■ INFORMATION GIVEN:
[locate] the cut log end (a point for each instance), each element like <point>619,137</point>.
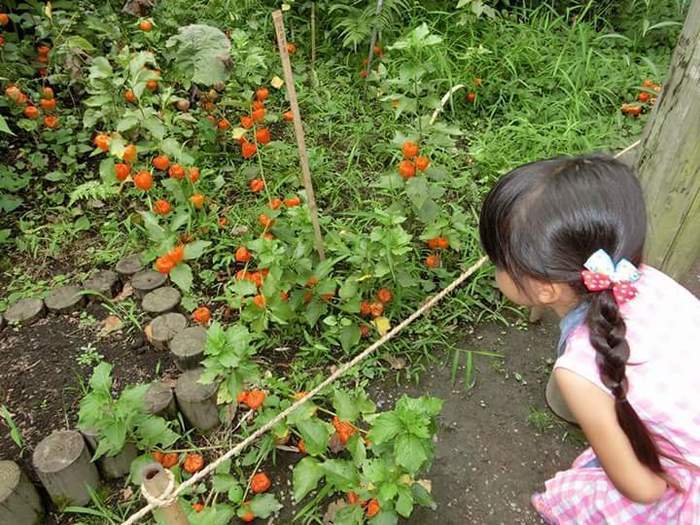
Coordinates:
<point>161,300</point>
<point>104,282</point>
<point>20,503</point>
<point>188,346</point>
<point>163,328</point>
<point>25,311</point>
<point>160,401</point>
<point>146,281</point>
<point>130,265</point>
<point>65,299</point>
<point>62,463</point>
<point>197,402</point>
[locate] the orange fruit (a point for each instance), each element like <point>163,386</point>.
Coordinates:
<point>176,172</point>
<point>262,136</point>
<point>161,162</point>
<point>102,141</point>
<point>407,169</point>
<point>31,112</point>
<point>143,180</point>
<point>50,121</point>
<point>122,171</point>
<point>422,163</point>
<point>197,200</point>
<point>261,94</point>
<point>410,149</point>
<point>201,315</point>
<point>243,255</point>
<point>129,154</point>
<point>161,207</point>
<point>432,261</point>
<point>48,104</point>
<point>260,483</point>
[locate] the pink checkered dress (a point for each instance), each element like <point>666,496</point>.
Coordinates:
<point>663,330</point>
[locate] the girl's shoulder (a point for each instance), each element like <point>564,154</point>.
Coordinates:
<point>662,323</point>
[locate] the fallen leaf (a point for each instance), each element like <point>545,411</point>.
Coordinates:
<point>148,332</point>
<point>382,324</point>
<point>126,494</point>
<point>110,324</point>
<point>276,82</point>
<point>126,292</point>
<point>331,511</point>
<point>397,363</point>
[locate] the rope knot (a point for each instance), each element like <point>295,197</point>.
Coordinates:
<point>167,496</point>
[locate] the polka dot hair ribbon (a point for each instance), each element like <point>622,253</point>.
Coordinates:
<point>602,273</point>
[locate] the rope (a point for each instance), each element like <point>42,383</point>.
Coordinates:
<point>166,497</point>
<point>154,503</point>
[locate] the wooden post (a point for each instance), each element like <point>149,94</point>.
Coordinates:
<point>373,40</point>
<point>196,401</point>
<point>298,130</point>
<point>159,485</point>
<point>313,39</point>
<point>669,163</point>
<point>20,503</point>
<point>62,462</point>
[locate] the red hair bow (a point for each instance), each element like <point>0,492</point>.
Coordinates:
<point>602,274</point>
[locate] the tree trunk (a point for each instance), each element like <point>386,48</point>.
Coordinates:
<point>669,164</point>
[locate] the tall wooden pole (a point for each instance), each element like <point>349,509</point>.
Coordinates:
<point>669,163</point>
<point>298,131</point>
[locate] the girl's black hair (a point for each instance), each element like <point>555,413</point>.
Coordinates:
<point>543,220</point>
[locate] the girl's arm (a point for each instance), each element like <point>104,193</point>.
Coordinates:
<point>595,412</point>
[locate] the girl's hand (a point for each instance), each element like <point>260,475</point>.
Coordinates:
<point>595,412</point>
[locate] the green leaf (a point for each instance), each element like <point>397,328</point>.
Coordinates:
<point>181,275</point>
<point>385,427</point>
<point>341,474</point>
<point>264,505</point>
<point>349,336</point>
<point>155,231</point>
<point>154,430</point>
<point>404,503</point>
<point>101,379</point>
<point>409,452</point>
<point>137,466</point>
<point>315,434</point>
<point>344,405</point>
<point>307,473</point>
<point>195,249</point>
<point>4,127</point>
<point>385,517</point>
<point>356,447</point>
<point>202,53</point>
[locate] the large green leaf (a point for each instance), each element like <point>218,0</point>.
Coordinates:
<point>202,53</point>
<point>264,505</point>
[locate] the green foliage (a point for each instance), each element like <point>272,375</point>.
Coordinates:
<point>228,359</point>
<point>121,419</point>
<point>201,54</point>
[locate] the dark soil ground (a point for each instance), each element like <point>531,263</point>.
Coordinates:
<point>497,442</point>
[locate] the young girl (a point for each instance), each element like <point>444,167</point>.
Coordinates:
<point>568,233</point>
...
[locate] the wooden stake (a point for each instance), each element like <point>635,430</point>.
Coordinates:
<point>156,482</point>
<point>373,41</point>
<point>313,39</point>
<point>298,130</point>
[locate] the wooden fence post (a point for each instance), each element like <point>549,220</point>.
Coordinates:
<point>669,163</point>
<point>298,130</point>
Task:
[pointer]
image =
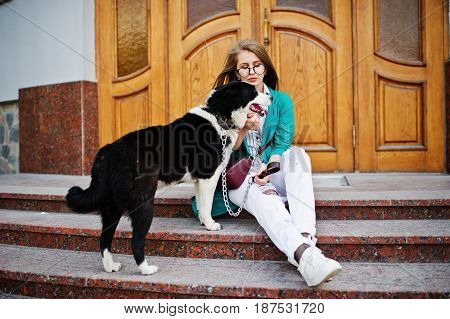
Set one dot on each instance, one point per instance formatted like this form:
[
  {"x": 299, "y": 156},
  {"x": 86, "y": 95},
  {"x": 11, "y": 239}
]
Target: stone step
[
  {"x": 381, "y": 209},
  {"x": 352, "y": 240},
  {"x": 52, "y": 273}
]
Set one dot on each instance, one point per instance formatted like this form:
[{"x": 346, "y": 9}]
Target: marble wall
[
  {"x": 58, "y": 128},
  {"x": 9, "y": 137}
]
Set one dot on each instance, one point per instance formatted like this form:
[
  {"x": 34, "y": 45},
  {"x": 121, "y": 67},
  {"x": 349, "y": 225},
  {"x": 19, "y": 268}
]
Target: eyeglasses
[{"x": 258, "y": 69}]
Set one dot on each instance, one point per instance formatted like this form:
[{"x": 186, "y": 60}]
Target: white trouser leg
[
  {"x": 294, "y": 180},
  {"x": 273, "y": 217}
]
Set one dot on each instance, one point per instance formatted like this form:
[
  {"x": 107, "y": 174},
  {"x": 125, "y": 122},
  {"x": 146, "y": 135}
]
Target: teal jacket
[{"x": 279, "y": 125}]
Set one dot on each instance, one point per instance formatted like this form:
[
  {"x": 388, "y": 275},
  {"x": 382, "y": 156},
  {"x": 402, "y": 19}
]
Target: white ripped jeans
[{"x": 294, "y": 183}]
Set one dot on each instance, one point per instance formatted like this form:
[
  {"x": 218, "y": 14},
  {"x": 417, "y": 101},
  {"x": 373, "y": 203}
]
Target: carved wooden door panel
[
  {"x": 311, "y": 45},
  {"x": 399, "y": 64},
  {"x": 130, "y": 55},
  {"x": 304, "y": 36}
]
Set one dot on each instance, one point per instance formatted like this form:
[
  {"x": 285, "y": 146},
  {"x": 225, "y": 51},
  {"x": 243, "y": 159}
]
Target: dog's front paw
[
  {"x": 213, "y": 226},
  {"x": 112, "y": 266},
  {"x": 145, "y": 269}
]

■ INSTRUCTIONS FOR THE TASK: Print the records again verbatim, starting with the line that contains "[locate] the red" and going on through the line that contains "<point>568,233</point>", with both of those lines included.

■ THE OUTPUT:
[locate] the red hair bow (a point for each instance), each element like <point>0,492</point>.
Coordinates:
<point>602,274</point>
[locate] the tree trunk (a point for each instance), each element like <point>386,48</point>.
Coordinates:
<point>669,164</point>
[locate] the tall wooden pole (a point for each instance), each element like <point>349,509</point>.
Coordinates:
<point>669,163</point>
<point>298,131</point>
[locate] the girl's black hair (a point for each instance), each element like <point>555,413</point>.
Coordinates:
<point>543,220</point>
[locate] the girl's arm (a point for each instance), each element like <point>104,193</point>.
Coordinates:
<point>595,412</point>
[locate] the girl's hand (a point for each instance), each element like <point>260,475</point>.
Coordinates:
<point>595,412</point>
[locate] the green leaf (a point for each instance), each element like <point>397,328</point>.
Coordinates:
<point>181,275</point>
<point>385,427</point>
<point>341,474</point>
<point>264,505</point>
<point>349,336</point>
<point>155,231</point>
<point>154,430</point>
<point>404,503</point>
<point>101,379</point>
<point>409,452</point>
<point>137,466</point>
<point>315,434</point>
<point>344,405</point>
<point>307,473</point>
<point>195,249</point>
<point>4,127</point>
<point>385,517</point>
<point>356,447</point>
<point>202,53</point>
[locate] the large green leaf (a point for each instance), each element like <point>218,0</point>.
Coordinates:
<point>202,53</point>
<point>264,505</point>
[locate] the green foliage (a point for each instance), each element like <point>272,375</point>.
Coordinates:
<point>228,359</point>
<point>121,419</point>
<point>201,54</point>
[locate] the dark soil ground (a point for each instance), each element like <point>531,263</point>.
Coordinates:
<point>497,442</point>
[locate] the young girl (a point for each instance), each element like <point>444,167</point>.
Coordinates:
<point>568,233</point>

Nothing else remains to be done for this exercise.